§ Supplied data
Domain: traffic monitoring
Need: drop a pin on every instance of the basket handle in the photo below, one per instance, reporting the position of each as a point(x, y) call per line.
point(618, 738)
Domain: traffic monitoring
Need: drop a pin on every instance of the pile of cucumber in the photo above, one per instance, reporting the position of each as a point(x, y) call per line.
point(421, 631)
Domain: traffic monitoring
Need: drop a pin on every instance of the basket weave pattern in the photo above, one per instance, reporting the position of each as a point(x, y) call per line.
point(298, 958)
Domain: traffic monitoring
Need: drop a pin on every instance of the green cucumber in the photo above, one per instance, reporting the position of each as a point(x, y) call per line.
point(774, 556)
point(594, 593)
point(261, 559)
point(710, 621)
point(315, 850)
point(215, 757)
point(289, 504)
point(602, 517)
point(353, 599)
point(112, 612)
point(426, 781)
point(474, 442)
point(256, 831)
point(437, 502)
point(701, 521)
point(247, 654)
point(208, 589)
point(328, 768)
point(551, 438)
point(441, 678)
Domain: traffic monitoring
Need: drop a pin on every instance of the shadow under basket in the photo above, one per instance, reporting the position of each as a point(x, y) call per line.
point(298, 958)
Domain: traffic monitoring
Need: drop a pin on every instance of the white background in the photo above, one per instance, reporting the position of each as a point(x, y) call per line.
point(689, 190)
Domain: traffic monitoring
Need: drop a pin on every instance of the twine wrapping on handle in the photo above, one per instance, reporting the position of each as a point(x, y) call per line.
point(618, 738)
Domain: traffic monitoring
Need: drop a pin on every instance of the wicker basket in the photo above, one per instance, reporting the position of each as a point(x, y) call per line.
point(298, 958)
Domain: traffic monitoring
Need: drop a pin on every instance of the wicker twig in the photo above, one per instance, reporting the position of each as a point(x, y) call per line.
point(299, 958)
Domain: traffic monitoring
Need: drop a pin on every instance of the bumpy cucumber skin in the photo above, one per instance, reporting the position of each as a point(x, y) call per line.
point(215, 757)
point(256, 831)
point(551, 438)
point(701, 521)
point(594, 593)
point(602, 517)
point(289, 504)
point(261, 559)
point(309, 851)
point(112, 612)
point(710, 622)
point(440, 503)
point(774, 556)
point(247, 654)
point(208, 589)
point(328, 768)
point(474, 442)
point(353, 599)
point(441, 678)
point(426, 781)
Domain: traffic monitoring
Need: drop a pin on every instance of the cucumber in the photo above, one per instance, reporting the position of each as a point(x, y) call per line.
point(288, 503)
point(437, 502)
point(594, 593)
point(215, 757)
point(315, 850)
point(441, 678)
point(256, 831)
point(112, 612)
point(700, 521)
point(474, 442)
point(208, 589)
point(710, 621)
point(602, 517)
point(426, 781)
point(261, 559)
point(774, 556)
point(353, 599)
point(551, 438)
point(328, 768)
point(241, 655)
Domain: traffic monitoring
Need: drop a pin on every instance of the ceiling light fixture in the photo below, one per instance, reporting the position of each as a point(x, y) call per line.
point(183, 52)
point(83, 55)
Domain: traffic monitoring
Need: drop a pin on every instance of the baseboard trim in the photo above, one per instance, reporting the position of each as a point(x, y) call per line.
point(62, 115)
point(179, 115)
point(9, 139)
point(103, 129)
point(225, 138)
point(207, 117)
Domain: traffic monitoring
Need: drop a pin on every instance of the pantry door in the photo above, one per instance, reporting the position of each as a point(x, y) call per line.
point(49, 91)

§ Given instruction
Can you recast the items above as a JSON list of strings, one string per line, with blank lines left out?

§ Answer to this exercise
[
  "Domain: traffic monitoring",
  "Need: drop a pin on every instance of the basket handle in the photo below, one per instance, reporting the position of each as a point(x, y) call per line.",
  "point(618, 738)",
  "Domain: traffic monitoring",
  "Need: drop a pin on every instance of the pile of cucumber in the photo above, one per instance, reporting the position of each as a point(x, y) call per line.",
  "point(421, 631)",
  "Domain: traffic monitoring",
  "Need: drop a pin on every instance of the basket weave pattern in the photo above, one per instance, reporting the position of each as a point(x, y) call per line.",
  "point(298, 958)",
  "Domain: traffic monitoring",
  "Need: drop a pin on every instance of the green cucumber in the photo above, one per instance, reporting the position of each as a point(x, y) call per line.",
  "point(774, 556)",
  "point(594, 593)",
  "point(261, 559)",
  "point(710, 621)",
  "point(315, 850)",
  "point(215, 757)",
  "point(289, 504)",
  "point(602, 517)",
  "point(353, 599)",
  "point(112, 612)",
  "point(426, 781)",
  "point(474, 442)",
  "point(256, 831)",
  "point(437, 502)",
  "point(701, 521)",
  "point(247, 654)",
  "point(208, 589)",
  "point(328, 768)",
  "point(551, 438)",
  "point(441, 678)",
  "Domain: traffic monitoring",
  "Need: drop a pin on every instance of the shadow under basket in the photo above, one per instance, reporting the position of each as a point(x, y) call per line.",
  "point(298, 958)",
  "Domain: traffic monitoring",
  "Need: drop a pin on every instance of the white background in the photo above, one per instance, reporting the position of each as a point(x, y) call per line.",
  "point(689, 190)",
  "Domain: traffic monitoring",
  "Need: drop a pin on every instance of the twine wrapping on handle in the photo above, one per instance, reporting the position of each as a point(x, y) call per line.",
  "point(618, 738)",
  "Domain: traffic monitoring",
  "Need: drop a pin on every instance of the wicker basket in the photo above, one per instance, reporting the position of each as a point(x, y) call per line.",
  "point(298, 958)",
  "Domain: traffic monitoring",
  "Need: drop a pin on every instance of the wicker twig in the photo above, one per instance, reporting the position of each as a point(x, y) call per line.",
  "point(299, 958)",
  "Domain: traffic monitoring",
  "Need: drop a pin on every instance of the bumpy cucumber skin in the photo above, one per instance, reporting the position of each as a point(x, y) call per line.",
  "point(215, 757)",
  "point(256, 831)",
  "point(551, 438)",
  "point(701, 521)",
  "point(594, 593)",
  "point(602, 517)",
  "point(289, 504)",
  "point(261, 559)",
  "point(309, 851)",
  "point(112, 612)",
  "point(710, 622)",
  "point(440, 503)",
  "point(774, 556)",
  "point(247, 654)",
  "point(208, 589)",
  "point(328, 768)",
  "point(474, 442)",
  "point(353, 599)",
  "point(441, 678)",
  "point(426, 781)",
  "Domain: traffic monitoring",
  "Need: drop a pin on every instance of the cucumber in the photo above, one per instance, reporting the position of each as a point(x, y) call per line.",
  "point(288, 503)",
  "point(437, 502)",
  "point(594, 593)",
  "point(215, 757)",
  "point(315, 850)",
  "point(441, 678)",
  "point(256, 831)",
  "point(112, 612)",
  "point(700, 521)",
  "point(474, 442)",
  "point(208, 589)",
  "point(710, 621)",
  "point(602, 517)",
  "point(426, 781)",
  "point(261, 559)",
  "point(774, 556)",
  "point(353, 599)",
  "point(551, 438)",
  "point(328, 768)",
  "point(241, 655)",
  "Domain: traffic monitoring",
  "Need: drop a pin on every instance of the ceiling light fixture in the photo below, one per instance, reporting the position of each as a point(x, y) call per line.",
  "point(183, 52)",
  "point(83, 55)",
  "Domain: traffic monitoring",
  "Need: drop a pin on every instance of the baseboard trim in the photo above, one per instance, reporting the position of each as a point(x, y) call per line.",
  "point(62, 115)",
  "point(179, 115)",
  "point(9, 139)",
  "point(103, 129)",
  "point(225, 138)",
  "point(207, 117)",
  "Domain: traffic monitoring",
  "Need: drop a pin on every instance of the pantry door in the photo above, one per instance, reporting the position of each as a point(x, y) call per line.",
  "point(49, 91)"
]